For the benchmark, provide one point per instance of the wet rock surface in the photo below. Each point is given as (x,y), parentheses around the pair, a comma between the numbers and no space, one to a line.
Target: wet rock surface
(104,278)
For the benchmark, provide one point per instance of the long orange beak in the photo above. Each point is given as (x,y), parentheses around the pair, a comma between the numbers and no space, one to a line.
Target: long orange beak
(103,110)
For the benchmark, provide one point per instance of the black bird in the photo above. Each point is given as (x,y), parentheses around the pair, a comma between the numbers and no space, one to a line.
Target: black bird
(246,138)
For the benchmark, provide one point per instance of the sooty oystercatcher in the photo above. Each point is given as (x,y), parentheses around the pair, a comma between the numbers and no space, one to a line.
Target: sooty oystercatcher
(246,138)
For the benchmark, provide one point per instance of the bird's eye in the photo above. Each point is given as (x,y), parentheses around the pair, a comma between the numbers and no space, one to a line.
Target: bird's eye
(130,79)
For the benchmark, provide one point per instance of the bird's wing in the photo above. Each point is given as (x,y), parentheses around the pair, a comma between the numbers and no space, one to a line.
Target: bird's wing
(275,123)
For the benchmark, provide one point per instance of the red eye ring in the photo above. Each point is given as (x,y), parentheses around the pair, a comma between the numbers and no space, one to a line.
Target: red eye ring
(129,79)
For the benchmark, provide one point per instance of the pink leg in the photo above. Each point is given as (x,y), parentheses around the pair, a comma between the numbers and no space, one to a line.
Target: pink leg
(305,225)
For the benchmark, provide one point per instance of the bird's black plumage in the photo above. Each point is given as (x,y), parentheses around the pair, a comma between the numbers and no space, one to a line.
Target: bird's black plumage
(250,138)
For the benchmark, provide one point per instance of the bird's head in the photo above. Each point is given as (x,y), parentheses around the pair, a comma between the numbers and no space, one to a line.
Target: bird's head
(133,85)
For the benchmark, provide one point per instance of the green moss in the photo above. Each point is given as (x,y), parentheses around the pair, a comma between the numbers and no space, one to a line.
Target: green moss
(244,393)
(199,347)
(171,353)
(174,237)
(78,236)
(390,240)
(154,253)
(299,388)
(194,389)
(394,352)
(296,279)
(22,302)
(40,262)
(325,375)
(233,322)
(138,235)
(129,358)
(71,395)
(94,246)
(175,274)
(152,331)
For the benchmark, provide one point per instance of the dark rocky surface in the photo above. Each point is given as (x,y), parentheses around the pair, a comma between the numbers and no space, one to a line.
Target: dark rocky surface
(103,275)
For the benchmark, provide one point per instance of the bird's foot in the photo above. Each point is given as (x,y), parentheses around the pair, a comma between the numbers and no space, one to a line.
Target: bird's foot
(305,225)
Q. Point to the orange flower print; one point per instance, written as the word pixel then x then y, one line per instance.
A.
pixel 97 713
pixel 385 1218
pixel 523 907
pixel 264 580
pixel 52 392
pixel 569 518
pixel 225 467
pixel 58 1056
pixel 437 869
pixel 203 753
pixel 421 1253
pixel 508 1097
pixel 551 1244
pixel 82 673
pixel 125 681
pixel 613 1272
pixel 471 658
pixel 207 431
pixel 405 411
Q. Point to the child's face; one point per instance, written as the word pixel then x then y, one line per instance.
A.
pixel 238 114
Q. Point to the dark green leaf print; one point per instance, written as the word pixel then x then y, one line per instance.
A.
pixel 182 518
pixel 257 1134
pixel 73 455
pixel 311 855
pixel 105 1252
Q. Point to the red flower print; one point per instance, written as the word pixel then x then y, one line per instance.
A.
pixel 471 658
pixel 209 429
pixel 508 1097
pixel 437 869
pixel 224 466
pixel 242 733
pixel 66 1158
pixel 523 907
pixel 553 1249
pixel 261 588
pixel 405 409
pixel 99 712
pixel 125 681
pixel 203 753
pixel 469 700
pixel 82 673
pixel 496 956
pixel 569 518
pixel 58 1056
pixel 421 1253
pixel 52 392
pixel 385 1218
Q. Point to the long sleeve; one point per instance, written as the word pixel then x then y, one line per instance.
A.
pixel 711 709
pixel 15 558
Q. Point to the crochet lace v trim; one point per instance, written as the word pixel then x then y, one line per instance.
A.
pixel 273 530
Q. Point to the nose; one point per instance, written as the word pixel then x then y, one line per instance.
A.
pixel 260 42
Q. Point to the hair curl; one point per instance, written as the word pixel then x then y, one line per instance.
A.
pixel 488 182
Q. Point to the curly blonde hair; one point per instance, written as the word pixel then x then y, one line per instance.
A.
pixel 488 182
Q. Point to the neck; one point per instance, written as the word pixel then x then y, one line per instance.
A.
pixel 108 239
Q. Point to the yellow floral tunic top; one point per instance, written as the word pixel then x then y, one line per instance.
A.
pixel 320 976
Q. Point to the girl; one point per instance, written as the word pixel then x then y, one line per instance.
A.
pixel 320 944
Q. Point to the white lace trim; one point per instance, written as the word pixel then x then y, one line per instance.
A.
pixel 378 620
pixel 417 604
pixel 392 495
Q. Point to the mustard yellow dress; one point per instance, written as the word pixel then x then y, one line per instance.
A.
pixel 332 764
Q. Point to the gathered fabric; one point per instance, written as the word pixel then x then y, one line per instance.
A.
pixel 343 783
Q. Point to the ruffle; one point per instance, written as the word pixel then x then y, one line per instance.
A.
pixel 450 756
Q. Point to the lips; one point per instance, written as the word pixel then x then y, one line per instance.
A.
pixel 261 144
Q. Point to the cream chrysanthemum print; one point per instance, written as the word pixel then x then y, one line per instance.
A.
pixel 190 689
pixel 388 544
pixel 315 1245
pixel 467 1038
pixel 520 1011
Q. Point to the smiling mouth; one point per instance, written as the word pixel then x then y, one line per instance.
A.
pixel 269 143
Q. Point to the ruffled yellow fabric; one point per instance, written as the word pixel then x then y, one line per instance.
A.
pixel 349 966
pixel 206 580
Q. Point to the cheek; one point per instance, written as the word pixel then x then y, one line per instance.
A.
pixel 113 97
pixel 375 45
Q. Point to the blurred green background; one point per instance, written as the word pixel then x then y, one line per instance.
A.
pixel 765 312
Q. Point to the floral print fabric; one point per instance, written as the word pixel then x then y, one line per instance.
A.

▸ **What you are asked to do**:
Would you copy out each line exactly as written?

▸ **Exercise result**:
For the benchmark, provide one point per instance of the wet rock surface in the photo below. Each point is given as (x,y), parentheses around the pair, a comma between the numbers and no space, one to a line.
Target: wet rock surface
(104,278)
For the benchmark, provide one point per instance of the long orange beak in the photo above. Each point is given as (x,y), parentheses around the pair, a comma between the numbers and no space, one to a line.
Target: long orange beak
(103,110)
For the benchmark, provide one point per instance of the black bird in the photo above. Each point is given as (x,y), parentheses around the pair, a comma between the numbers and no space, one to a line.
Target: black bird
(246,138)
For the benchmark, provide one point per instance of the sooty oystercatcher in the photo above. Each point is given as (x,y), parentheses around the pair, a comma between the numbers and no space, one to a line.
Target: sooty oystercatcher
(246,138)
For the benchmark, provide one point per instance of the bird's eye in the photo above. Each point is given as (x,y), parentheses around the pair, a comma between the numbers and no space, one to a line.
Target: bird's eye
(130,79)
For the benchmark, provide one point per instance of the bird's wing in the photo above. Each point is given as (x,y), parentheses around the pair, a comma between the numbers and no space, one to a line.
Target: bird's wing
(275,123)
For the benchmark, provide one point per instance of the red eye ring in the photo above. Each point is given as (x,y), parentheses around the pair, a comma between the numbers and no space, one to a line.
Target: red eye ring
(129,79)
For the benchmark, provide one point per instance of the pink leg in the photo above. Each point is given as (x,y), parentheses around the pair, a comma between the numbers and no space, one to a line.
Target: pink leg
(305,225)
For the benchmark, provide one point per instance of the bird's black plumage in the photo above. Each point is given as (x,y), parentheses around the pair, a comma between the numbers and no space, one to a line.
Target: bird's black plumage
(250,138)
For the benchmark, provide one point per instance of the bird's head in the photo above. Each point is given as (x,y), parentheses around the pair, a comma between the numbers and no space, one to a line.
Target: bird's head
(133,85)
For the benchmark, provide one point per instance of the green moss in the photo above. Each point is given as (x,y), parentheses around the pair, a comma between the numbers and no space, one to a line.
Target: green moss
(244,393)
(199,347)
(171,353)
(174,237)
(78,236)
(390,240)
(154,253)
(299,388)
(194,389)
(394,352)
(296,279)
(22,302)
(40,262)
(325,375)
(233,322)
(138,235)
(129,358)
(71,395)
(94,246)
(175,274)
(152,331)
For the benchmark, provide one point per instance of the dark rocky surface in the photo above. Each point is given as (x,y), parentheses around the pair, a comma between the numbers and no space, one to a line.
Target: dark rocky surface
(103,275)
For the benchmark, provide one point per instance of the bird's foot in the photo above. Each point is given as (x,y), parentheses around the pair, a comma between the numbers and no space, one to a line.
Target: bird's foot
(305,225)
Q. Point to the orange flower print; one point per instance, written as the word pixel then x then y, one line per instance.
A.
pixel 97 713
pixel 385 1218
pixel 523 907
pixel 264 580
pixel 52 392
pixel 569 518
pixel 225 467
pixel 58 1056
pixel 437 869
pixel 203 753
pixel 421 1253
pixel 508 1097
pixel 551 1244
pixel 82 673
pixel 125 681
pixel 613 1272
pixel 471 658
pixel 207 431
pixel 405 411
Q. Point to the child's face; one point per instance, written as the word pixel then x then y, one line per instance.
A.
pixel 238 114
Q. Point to the dark green leaf print; one point per instance, written as the word pixel then x then y, one line per instance.
A.
pixel 182 518
pixel 257 1134
pixel 73 455
pixel 311 855
pixel 105 1252
Q. Point to the red flower print; one point per instance, written as the word pixel then x then y, one line per instance.
A.
pixel 471 658
pixel 209 429
pixel 508 1097
pixel 437 869
pixel 224 466
pixel 242 733
pixel 66 1158
pixel 523 907
pixel 553 1249
pixel 261 588
pixel 405 409
pixel 99 712
pixel 125 681
pixel 203 753
pixel 469 700
pixel 82 673
pixel 496 956
pixel 569 518
pixel 58 1056
pixel 421 1253
pixel 52 392
pixel 385 1218
Q. Point to the long sleeve; one point per instance, written as the word pixel then x then y, one line per instance.
A.
pixel 711 709
pixel 15 558
Q. Point to the crochet lace v trim; one point per instance, written as the word pixel then x then y, one line per instance.
A.
pixel 273 530
Q. Point to the nose; one point per instance, written as the word pixel then x then y, one line per instance.
A.
pixel 260 42
Q. Point to the hair curl; one point per instance, written as the word pixel then x then y, one line per instance.
A.
pixel 488 182
Q. Point to the curly blonde hair; one point per instance, written as the word pixel then x then y, one line per instance.
A.
pixel 488 182
Q. Point to the neck; one point per instance, written as the word pixel then x then y, one line per instance.
A.
pixel 108 239
Q. Point to the yellow floral tunic top; one point per instance, written as the word pixel then x then y, one line per instance.
A.
pixel 320 976
Q. Point to the girl; one point per instance, written as the word pixel then x then y, one line per instance.
A.
pixel 320 944
Q. Point to the white lace trim; one point per instance, written as the word pixel then x then y, one line per instance.
A.
pixel 378 620
pixel 417 604
pixel 392 495
Q. Point to the mustard yellow dress; one point per instance, written as the word pixel then x then y, one line per instance.
A.
pixel 332 764
Q. Point to the gathered fabric; one point per instance, written as the word pixel then x then y, one line per instance.
A.
pixel 343 783
Q. Point to the ruffle; one point per instance, written as the word pixel then x then y, one line per instance.
A.
pixel 450 756
Q. Point to the lips; one point per instance, written as the word pixel then x then y, one line per instance.
A.
pixel 261 144
Q. Point to the cream chrysanthemum print; one point per instance, written as the word pixel then x then y, one line per instance.
A.
pixel 190 689
pixel 388 544
pixel 315 1245
pixel 467 1038
pixel 520 1011
Q. Point to the smiling mouth; one point per instance, written as the word pixel then x then y, one line per instance.
A.
pixel 269 143
Q. Point to the ruffled yellow fabric; one point per instance, written as the word pixel then x then y, one line per instance.
A.
pixel 349 966
pixel 206 580
Q. Point to the cheek; one point per instance, written as the word pixel then x then y, one line per instance.
A.
pixel 113 97
pixel 375 45
Q. Point to the blurred green background; one point per instance, written as the word pixel then x then y, one line per instance.
A.
pixel 765 312
Q. Point to the floral print fabric; one point per instance, written as the word pixel then x then y, one line per instance.
A.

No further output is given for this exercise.